# Exercises to complete
**A)** Copy the stretch of the text on AI risk from "Pursuing this further, I" through "to share that)", swapping "report" for "paper".
**B)** Condense the paragraph of the text on AI risk that begins "As a practical matter" into a shorter version that keeps its main points.

# Reading text
===============

Pursuing this further, I emailed focus group chair Professor David McAllester to ask if there had been any progress in "sharing the rationale". He replied:

The wording you mention in the report was supported by many people. However, I personally think the possibility of an AI chain reaction in the next few decades should not be dismissed. I am trying my very hardest to make it happen.

(I have his permission to share that)

AAAI ex-president, Eric Horvitz seems ambivalent here:

Horvitz doubts that one of these virtual receptionists could ever lead to something that takes over the world. He says that's like expecting a kite to evolve into a 747 on its own.

So does that mean he thinks the singularity is ridiculous?

Mr. HORVITZ: Well, no. I think there's been a mix of views, and I have to say that I have mixed feelings myself.

Impressed - how did you find this? I'm also impressed I managed to forget something I myself re-posted. Thanks!

Why robots won't rule. See also the links here.

Alon Halevy, a faculty member in the University of Washington's computer science department and an editor at the Journal of Artificial Intelligence Research, said he's not worried about friendliness.

"As a practical matter, I'm not concerned at all about AI being friendly or not," Halevy said. "The challenges we face are so enormous to even get to the point where we can call a system reasonably intelligent, that whether they are friendly or not will be an issue that is relatively easy to solve."

"There's certainly a finite chance that the whole process will go wrong - and the robots will eat us." - Hans Moravec, here.

===============

# Region pointing data

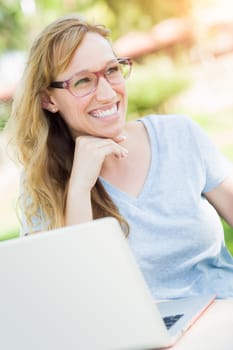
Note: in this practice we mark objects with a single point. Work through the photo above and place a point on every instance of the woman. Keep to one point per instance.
(160, 176)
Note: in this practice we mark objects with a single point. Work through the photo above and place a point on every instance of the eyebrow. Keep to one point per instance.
(93, 71)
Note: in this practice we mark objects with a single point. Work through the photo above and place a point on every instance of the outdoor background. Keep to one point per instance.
(183, 64)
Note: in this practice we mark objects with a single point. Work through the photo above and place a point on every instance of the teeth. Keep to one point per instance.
(105, 113)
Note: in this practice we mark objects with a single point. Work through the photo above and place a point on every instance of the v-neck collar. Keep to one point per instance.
(145, 190)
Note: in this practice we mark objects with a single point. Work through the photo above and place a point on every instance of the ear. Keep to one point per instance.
(47, 103)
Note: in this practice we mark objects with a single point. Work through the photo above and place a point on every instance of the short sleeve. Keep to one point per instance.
(216, 166)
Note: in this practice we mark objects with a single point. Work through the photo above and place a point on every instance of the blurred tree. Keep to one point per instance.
(11, 34)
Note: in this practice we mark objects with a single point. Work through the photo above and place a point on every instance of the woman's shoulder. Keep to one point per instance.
(169, 123)
(166, 119)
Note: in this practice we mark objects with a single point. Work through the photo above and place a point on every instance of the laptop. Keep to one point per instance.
(79, 287)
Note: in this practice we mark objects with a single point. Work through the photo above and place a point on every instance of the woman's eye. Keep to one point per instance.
(82, 81)
(112, 70)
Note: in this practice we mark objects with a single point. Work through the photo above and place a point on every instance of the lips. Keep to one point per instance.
(104, 113)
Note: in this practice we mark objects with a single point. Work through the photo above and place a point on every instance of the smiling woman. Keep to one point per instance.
(159, 176)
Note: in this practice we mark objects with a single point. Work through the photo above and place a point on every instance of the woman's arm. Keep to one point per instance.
(221, 197)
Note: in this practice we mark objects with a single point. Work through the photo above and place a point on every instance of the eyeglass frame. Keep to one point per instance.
(65, 84)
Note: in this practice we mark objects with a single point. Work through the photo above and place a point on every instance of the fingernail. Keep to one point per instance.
(121, 137)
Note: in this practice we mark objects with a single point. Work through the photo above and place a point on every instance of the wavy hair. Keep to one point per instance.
(41, 140)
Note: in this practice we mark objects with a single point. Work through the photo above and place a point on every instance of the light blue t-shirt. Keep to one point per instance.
(175, 234)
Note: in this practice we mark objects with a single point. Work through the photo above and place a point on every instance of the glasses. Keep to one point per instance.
(85, 83)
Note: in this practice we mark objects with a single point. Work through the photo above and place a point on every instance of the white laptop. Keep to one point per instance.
(79, 288)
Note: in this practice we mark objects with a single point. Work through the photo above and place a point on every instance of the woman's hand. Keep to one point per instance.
(90, 153)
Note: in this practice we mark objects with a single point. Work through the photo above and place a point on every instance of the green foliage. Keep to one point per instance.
(153, 83)
(11, 33)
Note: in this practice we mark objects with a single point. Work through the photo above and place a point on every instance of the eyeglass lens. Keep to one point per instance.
(84, 83)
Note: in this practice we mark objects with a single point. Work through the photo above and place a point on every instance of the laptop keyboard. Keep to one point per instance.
(171, 320)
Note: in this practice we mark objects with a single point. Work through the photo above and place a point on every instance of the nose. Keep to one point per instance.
(104, 91)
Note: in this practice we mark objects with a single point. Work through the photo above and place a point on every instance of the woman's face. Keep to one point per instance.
(101, 113)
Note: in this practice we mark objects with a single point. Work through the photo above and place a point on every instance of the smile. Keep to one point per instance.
(104, 113)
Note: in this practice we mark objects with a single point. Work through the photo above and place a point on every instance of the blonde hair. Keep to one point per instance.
(42, 141)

===============

# Your responses
**A)**
Pursuing this further, I emailed focus group chair Professor David McAllester to ask if there had been any progress in "sharing the rationale". He replied:

The wording you mention in the paper was supported by many people. However, I personally think the possibility of an AI chain reaction in the next few decades should not be dismissed. I am trying my very hardest to make it happen.

(I have his permission to share that)

**B)** Halevy says he is not at all concerned, in practical terms, about whether AI is friendly. He argues that merely reaching a reasonably intelligent system poses such enormous challenges that friendliness will be a relatively easy issue to solve by comparison.